WORK ORDER ->
Locate the line containing "baseball cleat visible" in the material below; repeat it and every line after it, exactly as written.

Segment Start: SUPPLIED DATA

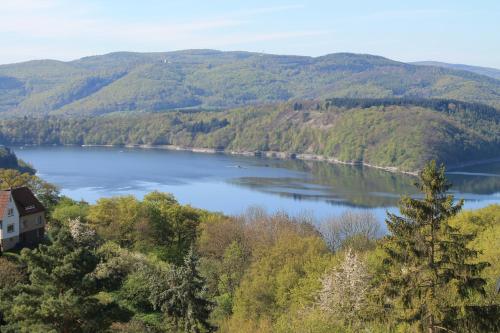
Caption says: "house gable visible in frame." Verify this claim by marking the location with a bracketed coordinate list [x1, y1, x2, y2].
[1, 187, 46, 251]
[0, 191, 20, 240]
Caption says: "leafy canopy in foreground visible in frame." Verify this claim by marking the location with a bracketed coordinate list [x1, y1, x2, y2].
[1, 164, 498, 332]
[0, 222, 119, 333]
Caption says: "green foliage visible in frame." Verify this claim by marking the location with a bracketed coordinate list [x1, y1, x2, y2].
[0, 222, 126, 332]
[148, 248, 214, 333]
[1, 99, 498, 171]
[0, 50, 499, 116]
[119, 268, 156, 313]
[51, 196, 90, 223]
[84, 192, 202, 265]
[0, 168, 60, 211]
[141, 192, 200, 264]
[448, 205, 500, 304]
[0, 146, 35, 174]
[107, 247, 172, 332]
[412, 61, 500, 80]
[231, 234, 330, 326]
[0, 257, 26, 290]
[1, 174, 498, 332]
[88, 196, 142, 248]
[380, 161, 494, 332]
[218, 242, 247, 301]
[25, 173, 61, 212]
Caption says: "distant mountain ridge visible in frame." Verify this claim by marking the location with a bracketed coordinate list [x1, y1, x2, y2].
[0, 49, 499, 117]
[411, 61, 500, 80]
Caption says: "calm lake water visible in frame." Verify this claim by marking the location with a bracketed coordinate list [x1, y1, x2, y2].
[13, 146, 500, 224]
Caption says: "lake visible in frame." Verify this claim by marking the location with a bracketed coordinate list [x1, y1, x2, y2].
[13, 146, 500, 224]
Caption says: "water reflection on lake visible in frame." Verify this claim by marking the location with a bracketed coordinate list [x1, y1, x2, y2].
[13, 146, 500, 223]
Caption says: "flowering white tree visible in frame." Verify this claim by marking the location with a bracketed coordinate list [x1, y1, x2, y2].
[317, 248, 370, 327]
[68, 217, 98, 248]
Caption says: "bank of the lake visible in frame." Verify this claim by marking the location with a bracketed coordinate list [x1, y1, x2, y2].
[84, 142, 500, 175]
[81, 143, 420, 175]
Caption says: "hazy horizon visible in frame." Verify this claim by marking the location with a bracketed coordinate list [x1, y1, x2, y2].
[2, 48, 500, 71]
[1, 0, 499, 68]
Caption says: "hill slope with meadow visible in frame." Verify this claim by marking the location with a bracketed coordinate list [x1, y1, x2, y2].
[1, 98, 498, 172]
[0, 50, 499, 116]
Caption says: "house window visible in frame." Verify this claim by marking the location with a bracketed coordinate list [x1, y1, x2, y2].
[7, 224, 14, 233]
[37, 216, 43, 225]
[0, 220, 2, 228]
[7, 208, 14, 216]
[25, 205, 35, 211]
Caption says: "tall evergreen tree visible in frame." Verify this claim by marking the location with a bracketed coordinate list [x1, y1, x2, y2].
[148, 247, 214, 333]
[381, 161, 489, 333]
[178, 248, 214, 332]
[0, 222, 121, 333]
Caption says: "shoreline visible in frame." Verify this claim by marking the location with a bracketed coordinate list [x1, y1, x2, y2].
[445, 157, 500, 170]
[17, 143, 499, 176]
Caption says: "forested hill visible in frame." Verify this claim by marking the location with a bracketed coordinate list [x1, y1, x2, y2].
[0, 49, 499, 117]
[412, 61, 500, 80]
[1, 98, 498, 172]
[0, 146, 35, 174]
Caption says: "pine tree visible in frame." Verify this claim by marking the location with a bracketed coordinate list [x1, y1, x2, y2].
[148, 247, 214, 333]
[0, 222, 117, 333]
[179, 248, 214, 332]
[381, 161, 489, 333]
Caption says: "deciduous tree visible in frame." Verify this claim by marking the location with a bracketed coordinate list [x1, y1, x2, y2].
[317, 248, 370, 328]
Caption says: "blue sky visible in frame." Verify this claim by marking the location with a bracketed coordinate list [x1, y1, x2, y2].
[1, 0, 499, 67]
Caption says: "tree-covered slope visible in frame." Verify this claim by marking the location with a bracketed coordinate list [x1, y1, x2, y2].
[412, 61, 500, 80]
[0, 99, 498, 172]
[0, 50, 499, 116]
[0, 146, 35, 174]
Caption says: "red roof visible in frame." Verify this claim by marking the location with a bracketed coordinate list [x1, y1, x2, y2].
[0, 191, 10, 219]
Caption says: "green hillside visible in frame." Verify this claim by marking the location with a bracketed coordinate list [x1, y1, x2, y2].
[412, 61, 500, 80]
[0, 50, 499, 116]
[0, 98, 498, 172]
[0, 146, 35, 174]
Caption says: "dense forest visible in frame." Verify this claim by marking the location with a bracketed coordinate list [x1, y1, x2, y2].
[0, 162, 499, 332]
[1, 98, 498, 172]
[0, 146, 35, 174]
[1, 50, 499, 117]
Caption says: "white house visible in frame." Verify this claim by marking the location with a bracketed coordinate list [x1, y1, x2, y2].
[0, 187, 45, 251]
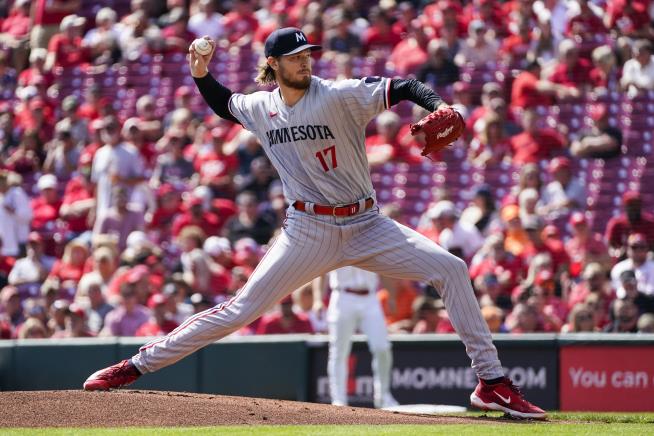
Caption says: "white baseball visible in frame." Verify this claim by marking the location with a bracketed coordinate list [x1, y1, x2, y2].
[193, 38, 212, 56]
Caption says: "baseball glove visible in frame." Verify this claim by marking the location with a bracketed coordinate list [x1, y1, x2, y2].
[410, 107, 465, 156]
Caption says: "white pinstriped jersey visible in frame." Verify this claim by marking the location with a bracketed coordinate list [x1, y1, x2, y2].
[228, 76, 391, 205]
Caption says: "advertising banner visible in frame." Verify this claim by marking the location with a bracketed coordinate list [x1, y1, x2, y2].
[308, 339, 558, 409]
[560, 345, 654, 411]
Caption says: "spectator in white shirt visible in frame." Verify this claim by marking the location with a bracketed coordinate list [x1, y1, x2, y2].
[91, 116, 146, 217]
[0, 171, 31, 257]
[427, 200, 485, 260]
[83, 7, 121, 65]
[8, 232, 54, 288]
[621, 39, 654, 93]
[538, 157, 586, 218]
[188, 0, 225, 42]
[454, 20, 500, 67]
[611, 233, 654, 298]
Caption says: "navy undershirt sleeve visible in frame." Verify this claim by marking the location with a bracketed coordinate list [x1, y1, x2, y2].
[193, 72, 241, 125]
[389, 79, 444, 112]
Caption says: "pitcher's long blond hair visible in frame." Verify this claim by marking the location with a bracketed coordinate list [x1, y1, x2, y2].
[255, 62, 277, 86]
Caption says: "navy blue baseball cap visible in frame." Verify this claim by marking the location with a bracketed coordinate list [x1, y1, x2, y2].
[264, 27, 321, 57]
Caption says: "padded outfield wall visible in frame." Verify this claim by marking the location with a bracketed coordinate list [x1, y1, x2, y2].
[1, 334, 653, 411]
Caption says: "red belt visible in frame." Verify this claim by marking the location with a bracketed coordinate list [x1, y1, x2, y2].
[293, 198, 374, 217]
[343, 288, 370, 296]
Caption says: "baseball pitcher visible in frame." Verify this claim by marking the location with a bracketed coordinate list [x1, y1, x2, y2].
[83, 28, 545, 419]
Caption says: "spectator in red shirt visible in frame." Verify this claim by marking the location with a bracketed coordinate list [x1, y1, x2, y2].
[136, 293, 179, 336]
[163, 7, 196, 53]
[463, 0, 508, 38]
[548, 39, 592, 91]
[467, 81, 503, 134]
[362, 8, 402, 57]
[509, 109, 567, 164]
[172, 195, 221, 238]
[565, 212, 611, 278]
[203, 236, 233, 296]
[59, 153, 95, 237]
[389, 21, 429, 76]
[223, 0, 259, 47]
[31, 174, 62, 232]
[0, 0, 31, 70]
[566, 0, 606, 43]
[423, 0, 466, 38]
[0, 238, 16, 288]
[15, 95, 55, 142]
[605, 0, 651, 39]
[77, 84, 103, 122]
[500, 17, 532, 67]
[567, 262, 615, 315]
[45, 14, 90, 71]
[256, 295, 314, 334]
[178, 225, 218, 298]
[521, 216, 570, 275]
[524, 270, 567, 332]
[17, 48, 52, 88]
[30, 0, 81, 49]
[147, 185, 181, 241]
[471, 233, 526, 296]
[196, 127, 238, 198]
[468, 113, 512, 166]
[511, 60, 575, 111]
[5, 129, 42, 177]
[366, 111, 403, 166]
[605, 191, 654, 258]
[48, 238, 88, 290]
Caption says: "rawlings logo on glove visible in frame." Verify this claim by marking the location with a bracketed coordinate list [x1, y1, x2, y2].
[436, 125, 454, 139]
[410, 106, 465, 157]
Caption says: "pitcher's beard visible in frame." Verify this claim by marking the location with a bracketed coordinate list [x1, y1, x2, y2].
[277, 68, 311, 90]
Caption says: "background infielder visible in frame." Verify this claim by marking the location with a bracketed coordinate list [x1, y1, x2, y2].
[323, 266, 398, 409]
[83, 27, 545, 419]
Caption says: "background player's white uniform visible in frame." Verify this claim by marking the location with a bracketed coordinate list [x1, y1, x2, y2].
[327, 266, 398, 408]
[131, 76, 504, 385]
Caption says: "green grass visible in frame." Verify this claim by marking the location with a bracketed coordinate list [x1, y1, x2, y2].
[4, 412, 654, 435]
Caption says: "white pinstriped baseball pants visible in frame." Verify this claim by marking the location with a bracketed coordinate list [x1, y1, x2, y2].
[133, 206, 503, 379]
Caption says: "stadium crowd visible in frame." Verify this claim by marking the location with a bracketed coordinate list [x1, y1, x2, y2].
[1, 0, 654, 340]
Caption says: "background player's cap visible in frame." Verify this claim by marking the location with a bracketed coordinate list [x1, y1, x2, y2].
[264, 27, 321, 57]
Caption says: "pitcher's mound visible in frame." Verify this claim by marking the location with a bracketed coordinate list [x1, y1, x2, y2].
[0, 390, 485, 427]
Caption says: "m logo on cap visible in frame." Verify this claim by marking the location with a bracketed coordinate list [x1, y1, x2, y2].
[295, 32, 306, 42]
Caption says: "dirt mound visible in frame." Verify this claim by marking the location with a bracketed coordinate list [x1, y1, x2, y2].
[0, 390, 492, 427]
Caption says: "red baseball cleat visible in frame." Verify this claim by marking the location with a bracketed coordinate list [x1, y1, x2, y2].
[470, 377, 547, 419]
[83, 359, 141, 391]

Segment End: SUPPLIED DATA

EXERCISE RESULT ->
Caption says: "red baseball cleat visible in frame." Verify this claim by marking the location with a bracketed coordinate list [x1, y1, x2, y2].
[470, 377, 547, 419]
[83, 359, 141, 391]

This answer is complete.